Once again, with feeling, the US has a service-based economy like all developed countries do. Even in states where manufacturing is a big part of the political culture, it’s only a minority of people who work in that sector. Even in manufacturing, tariffs are usually not good. Which state’s economy has been hit the hardest by tariffs so far? Michigan.
That’s right, the state where manufacturing is arguably more central to its identity than any place else is being hurt the most by what you might think would benefit it. That’s because car makers rely on suppliers from other countries. Tariffs make those parts more expensive, which increases costs for car makers and leads to fewer sales and/or layoffs.
Recently, The Washington Post surveyed 500 workers in the manufacturing sector about the tariffs. The results were not what you would expect from listening to the political discourse. A large majority of the workers surveyed said they believed the tariffs would have a negative impact on them. It’s popular in the abstract to say everything should be made here and to rail against bad trade deals, but trying to act on that is very different.
Many seem to picture manufacturing workers when they think of the working class. People like that exist, but they are a minority. Most working class people work in the service sector. Imposing tariffs on imported goods could help some workers in some situations, but it does nothing good for workers who are providing services. All it does is hurt them because it makes prices go up.

[RECORD SET]
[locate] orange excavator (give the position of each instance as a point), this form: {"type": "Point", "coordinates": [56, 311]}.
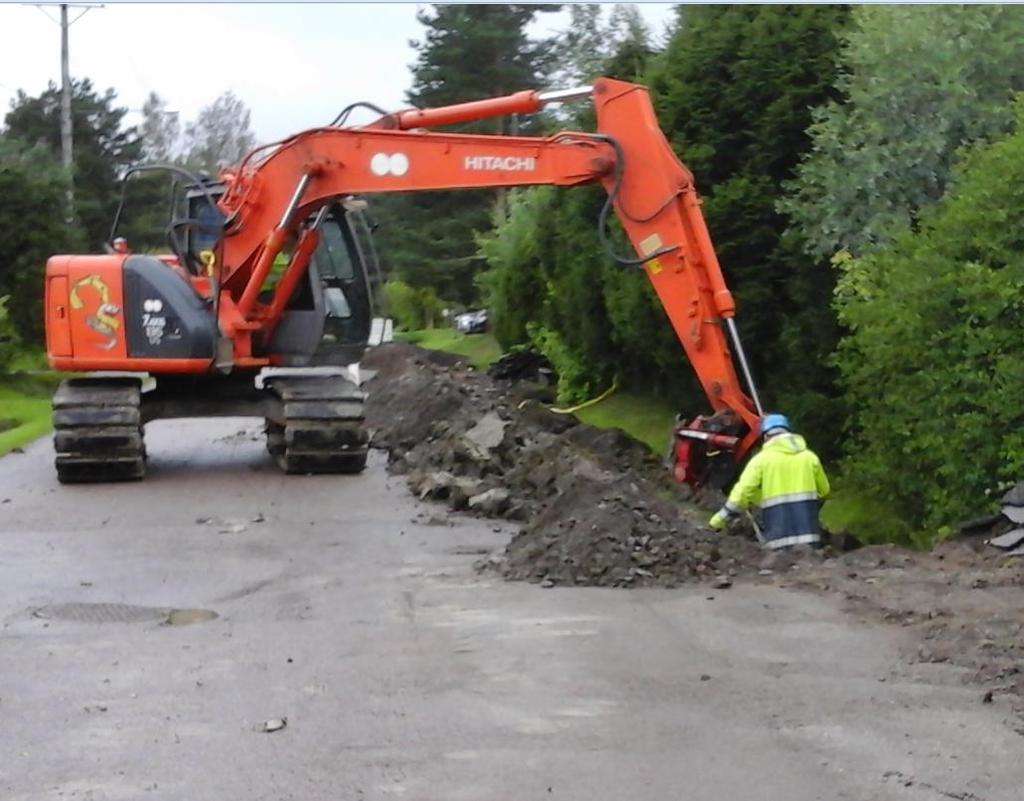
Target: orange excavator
{"type": "Point", "coordinates": [267, 299]}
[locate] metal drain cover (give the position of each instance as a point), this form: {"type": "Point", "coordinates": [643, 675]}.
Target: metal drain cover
{"type": "Point", "coordinates": [121, 613]}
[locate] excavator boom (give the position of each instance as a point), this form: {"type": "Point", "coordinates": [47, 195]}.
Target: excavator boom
{"type": "Point", "coordinates": [237, 312]}
{"type": "Point", "coordinates": [652, 193]}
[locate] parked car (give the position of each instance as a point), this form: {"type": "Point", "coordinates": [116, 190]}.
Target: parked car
{"type": "Point", "coordinates": [474, 322]}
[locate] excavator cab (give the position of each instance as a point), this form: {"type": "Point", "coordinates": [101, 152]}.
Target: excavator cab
{"type": "Point", "coordinates": [330, 318]}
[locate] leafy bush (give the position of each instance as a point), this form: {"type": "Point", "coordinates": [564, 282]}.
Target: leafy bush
{"type": "Point", "coordinates": [414, 307]}
{"type": "Point", "coordinates": [932, 365]}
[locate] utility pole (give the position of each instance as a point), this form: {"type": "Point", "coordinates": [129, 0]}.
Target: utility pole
{"type": "Point", "coordinates": [67, 134]}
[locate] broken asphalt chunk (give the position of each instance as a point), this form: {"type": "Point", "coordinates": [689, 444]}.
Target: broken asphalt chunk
{"type": "Point", "coordinates": [1008, 540]}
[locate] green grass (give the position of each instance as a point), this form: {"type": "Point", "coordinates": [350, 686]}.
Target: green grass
{"type": "Point", "coordinates": [647, 418]}
{"type": "Point", "coordinates": [479, 349]}
{"type": "Point", "coordinates": [25, 399]}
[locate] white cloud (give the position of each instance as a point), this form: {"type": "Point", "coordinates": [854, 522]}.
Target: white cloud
{"type": "Point", "coordinates": [295, 66]}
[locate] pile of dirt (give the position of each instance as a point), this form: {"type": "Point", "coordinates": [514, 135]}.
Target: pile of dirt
{"type": "Point", "coordinates": [596, 508]}
{"type": "Point", "coordinates": [961, 603]}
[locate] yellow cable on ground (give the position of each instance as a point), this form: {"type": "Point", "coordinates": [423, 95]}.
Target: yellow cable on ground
{"type": "Point", "coordinates": [571, 410]}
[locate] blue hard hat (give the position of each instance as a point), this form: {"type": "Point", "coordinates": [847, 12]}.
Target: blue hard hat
{"type": "Point", "coordinates": [774, 421]}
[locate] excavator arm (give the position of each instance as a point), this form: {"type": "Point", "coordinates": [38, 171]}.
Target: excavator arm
{"type": "Point", "coordinates": [273, 196]}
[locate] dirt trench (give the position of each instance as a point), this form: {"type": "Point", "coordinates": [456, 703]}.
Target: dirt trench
{"type": "Point", "coordinates": [595, 508]}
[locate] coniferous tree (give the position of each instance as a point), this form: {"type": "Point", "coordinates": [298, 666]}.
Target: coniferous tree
{"type": "Point", "coordinates": [32, 228]}
{"type": "Point", "coordinates": [102, 148]}
{"type": "Point", "coordinates": [468, 52]}
{"type": "Point", "coordinates": [734, 91]}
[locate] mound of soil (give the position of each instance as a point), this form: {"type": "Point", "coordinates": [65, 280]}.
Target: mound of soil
{"type": "Point", "coordinates": [596, 508]}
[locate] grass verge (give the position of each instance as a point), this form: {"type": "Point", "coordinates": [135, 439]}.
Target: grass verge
{"type": "Point", "coordinates": [647, 418]}
{"type": "Point", "coordinates": [479, 349]}
{"type": "Point", "coordinates": [25, 404]}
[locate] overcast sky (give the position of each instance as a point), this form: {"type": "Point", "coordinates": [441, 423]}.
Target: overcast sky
{"type": "Point", "coordinates": [294, 65]}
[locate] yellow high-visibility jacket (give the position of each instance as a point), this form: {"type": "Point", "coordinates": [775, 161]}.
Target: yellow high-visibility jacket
{"type": "Point", "coordinates": [786, 480]}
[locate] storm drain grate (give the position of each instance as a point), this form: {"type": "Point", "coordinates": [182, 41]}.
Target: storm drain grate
{"type": "Point", "coordinates": [121, 613]}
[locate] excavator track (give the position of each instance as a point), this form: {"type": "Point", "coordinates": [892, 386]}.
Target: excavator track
{"type": "Point", "coordinates": [97, 433]}
{"type": "Point", "coordinates": [318, 428]}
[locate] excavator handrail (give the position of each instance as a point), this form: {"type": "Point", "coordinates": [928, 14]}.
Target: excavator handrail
{"type": "Point", "coordinates": [270, 199]}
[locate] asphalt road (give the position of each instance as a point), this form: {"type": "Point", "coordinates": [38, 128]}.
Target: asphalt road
{"type": "Point", "coordinates": [344, 607]}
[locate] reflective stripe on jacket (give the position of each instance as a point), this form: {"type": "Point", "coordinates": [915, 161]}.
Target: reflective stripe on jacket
{"type": "Point", "coordinates": [786, 480]}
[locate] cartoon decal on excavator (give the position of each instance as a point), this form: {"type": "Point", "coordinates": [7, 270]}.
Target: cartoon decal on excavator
{"type": "Point", "coordinates": [102, 321]}
{"type": "Point", "coordinates": [268, 296]}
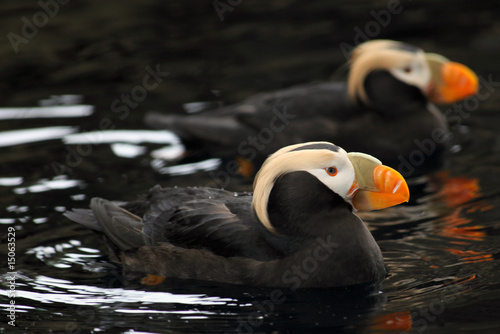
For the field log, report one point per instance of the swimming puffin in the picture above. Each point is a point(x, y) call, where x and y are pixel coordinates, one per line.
point(382, 109)
point(297, 230)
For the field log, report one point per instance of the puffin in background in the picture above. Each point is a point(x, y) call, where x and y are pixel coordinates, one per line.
point(382, 109)
point(297, 230)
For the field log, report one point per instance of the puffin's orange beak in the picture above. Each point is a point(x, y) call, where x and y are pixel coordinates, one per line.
point(376, 186)
point(451, 82)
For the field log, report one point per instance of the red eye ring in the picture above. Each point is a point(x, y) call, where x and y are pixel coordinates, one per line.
point(332, 171)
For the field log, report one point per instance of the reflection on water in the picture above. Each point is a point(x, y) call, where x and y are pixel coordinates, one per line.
point(441, 253)
point(442, 250)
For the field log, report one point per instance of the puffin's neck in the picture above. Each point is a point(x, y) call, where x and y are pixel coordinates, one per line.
point(300, 205)
point(391, 96)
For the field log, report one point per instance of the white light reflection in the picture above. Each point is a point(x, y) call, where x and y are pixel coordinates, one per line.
point(46, 112)
point(124, 136)
point(48, 185)
point(206, 165)
point(63, 291)
point(11, 181)
point(18, 137)
point(127, 150)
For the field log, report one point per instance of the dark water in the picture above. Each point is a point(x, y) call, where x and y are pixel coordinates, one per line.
point(442, 250)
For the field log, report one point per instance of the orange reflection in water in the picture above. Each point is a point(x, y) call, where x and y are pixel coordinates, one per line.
point(470, 256)
point(392, 322)
point(455, 228)
point(456, 190)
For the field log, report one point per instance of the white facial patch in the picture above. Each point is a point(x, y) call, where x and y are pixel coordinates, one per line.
point(342, 181)
point(415, 72)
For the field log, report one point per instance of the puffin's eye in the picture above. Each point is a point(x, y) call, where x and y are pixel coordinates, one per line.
point(332, 171)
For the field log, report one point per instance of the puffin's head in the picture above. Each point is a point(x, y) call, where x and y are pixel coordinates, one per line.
point(358, 178)
point(441, 80)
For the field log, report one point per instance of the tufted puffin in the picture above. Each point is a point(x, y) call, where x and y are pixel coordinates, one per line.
point(298, 228)
point(382, 109)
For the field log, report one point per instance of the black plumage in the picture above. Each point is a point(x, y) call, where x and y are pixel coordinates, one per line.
point(203, 233)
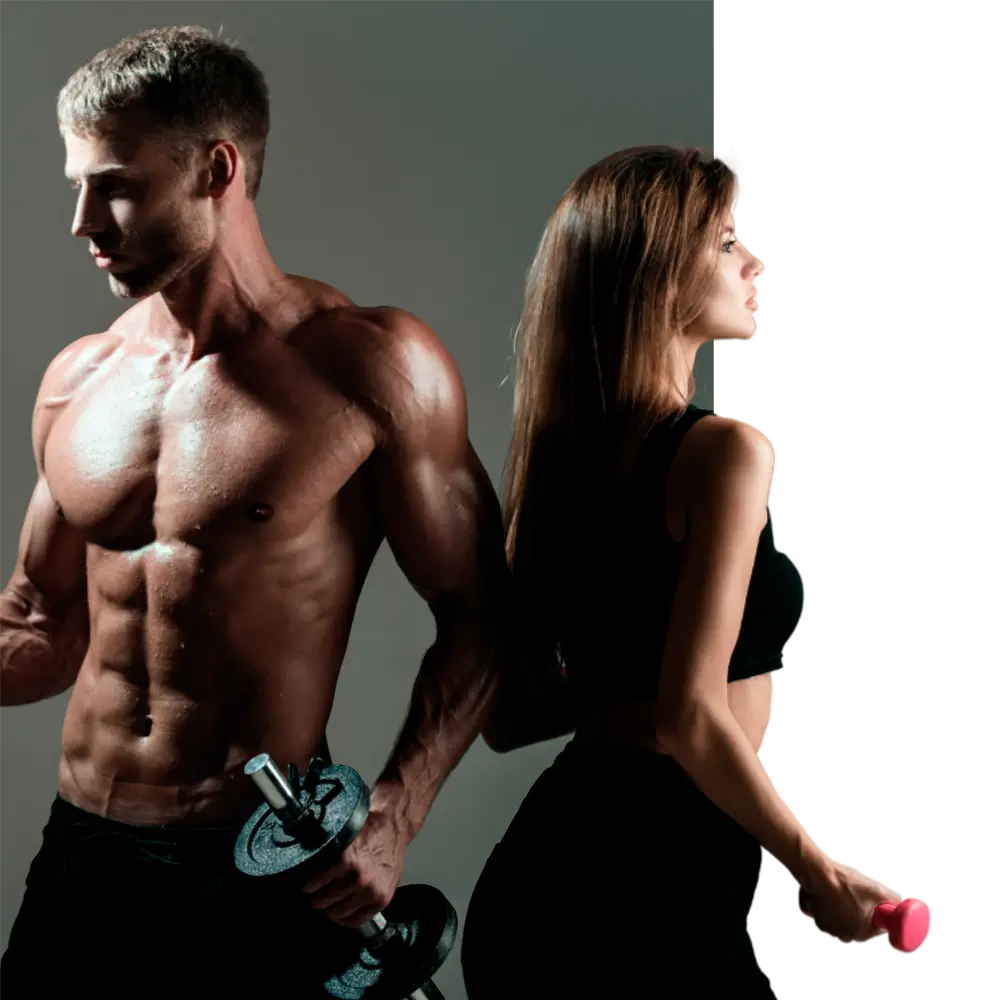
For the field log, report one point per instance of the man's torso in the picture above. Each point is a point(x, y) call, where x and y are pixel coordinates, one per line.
point(229, 536)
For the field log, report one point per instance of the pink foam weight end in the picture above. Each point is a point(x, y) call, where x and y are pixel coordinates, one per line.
point(908, 924)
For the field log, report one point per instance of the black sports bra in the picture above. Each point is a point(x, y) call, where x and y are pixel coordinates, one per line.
point(613, 649)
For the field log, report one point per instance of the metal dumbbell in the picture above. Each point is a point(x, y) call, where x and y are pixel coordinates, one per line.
point(304, 826)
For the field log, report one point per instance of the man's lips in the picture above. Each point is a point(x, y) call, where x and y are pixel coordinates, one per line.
point(104, 258)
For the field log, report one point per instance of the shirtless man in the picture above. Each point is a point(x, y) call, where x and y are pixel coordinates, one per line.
point(215, 475)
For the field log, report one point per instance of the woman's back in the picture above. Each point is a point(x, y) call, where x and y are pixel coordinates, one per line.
point(619, 567)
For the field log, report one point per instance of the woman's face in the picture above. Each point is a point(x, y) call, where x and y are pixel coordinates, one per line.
point(730, 311)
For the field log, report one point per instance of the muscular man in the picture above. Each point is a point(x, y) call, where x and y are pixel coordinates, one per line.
point(215, 475)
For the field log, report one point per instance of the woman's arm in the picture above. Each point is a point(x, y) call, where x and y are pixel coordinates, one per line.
point(732, 466)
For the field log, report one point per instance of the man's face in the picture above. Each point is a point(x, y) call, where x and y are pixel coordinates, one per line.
point(140, 211)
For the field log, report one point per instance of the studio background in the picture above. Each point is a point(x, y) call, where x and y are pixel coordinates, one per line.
point(416, 152)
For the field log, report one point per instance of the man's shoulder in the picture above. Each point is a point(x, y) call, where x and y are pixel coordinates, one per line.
point(392, 356)
point(77, 361)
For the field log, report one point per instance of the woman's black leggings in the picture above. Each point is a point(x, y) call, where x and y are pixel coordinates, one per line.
point(617, 878)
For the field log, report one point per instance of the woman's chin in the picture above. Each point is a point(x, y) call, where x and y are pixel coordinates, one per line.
point(731, 337)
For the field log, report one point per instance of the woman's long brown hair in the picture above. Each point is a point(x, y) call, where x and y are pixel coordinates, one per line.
point(621, 270)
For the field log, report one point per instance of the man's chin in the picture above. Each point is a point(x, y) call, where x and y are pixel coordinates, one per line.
point(130, 290)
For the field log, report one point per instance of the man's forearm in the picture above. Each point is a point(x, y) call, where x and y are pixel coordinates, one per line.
point(452, 699)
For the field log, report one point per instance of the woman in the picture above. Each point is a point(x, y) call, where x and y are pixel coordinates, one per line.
point(656, 607)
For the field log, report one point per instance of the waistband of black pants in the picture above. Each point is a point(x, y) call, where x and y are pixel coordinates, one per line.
point(66, 817)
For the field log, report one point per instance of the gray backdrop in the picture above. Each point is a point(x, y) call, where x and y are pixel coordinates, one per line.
point(416, 152)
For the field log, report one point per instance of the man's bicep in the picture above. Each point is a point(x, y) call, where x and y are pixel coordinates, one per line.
point(50, 571)
point(441, 517)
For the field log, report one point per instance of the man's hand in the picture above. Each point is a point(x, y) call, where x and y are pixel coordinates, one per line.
point(365, 878)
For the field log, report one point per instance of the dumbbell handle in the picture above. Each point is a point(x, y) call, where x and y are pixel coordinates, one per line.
point(907, 923)
point(278, 794)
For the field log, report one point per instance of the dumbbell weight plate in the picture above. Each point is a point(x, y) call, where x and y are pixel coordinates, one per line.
point(426, 927)
point(340, 808)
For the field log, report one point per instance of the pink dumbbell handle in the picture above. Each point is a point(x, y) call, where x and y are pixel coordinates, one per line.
point(908, 922)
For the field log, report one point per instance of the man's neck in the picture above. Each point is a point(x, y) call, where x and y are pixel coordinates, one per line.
point(228, 296)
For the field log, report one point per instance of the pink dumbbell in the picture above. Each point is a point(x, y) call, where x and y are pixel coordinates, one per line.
point(907, 923)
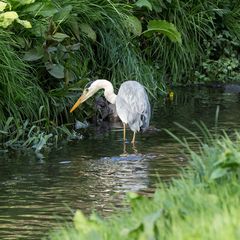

[PROBLEM STATEMENT] In the passage on tariffs, rewrite the part starting with "Recently, The Washington" and going on through "prices go up.", switching every "tariffs" to "import duties".

[WRITTEN ANSWER]
Recently, The Washington Post surveyed 500 workers in the manufacturing sector about the import duties. The results were not what you would expect from listening to the political discourse. A large majority of the workers surveyed said they believed the import duties would have a negative impact on them. It’s popular in the abstract to say everything should be made here and to rail against bad trade deals, but trying to act on that is very different.
Many seem to picture manufacturing workers when they think of the working class. People like that exist, but they are a minority. Most working class people work in the service sector. Imposing import duties on imported goods could help some workers in some situations, but it does nothing good for workers who are providing services. All it does is hurt them because it makes prices go up.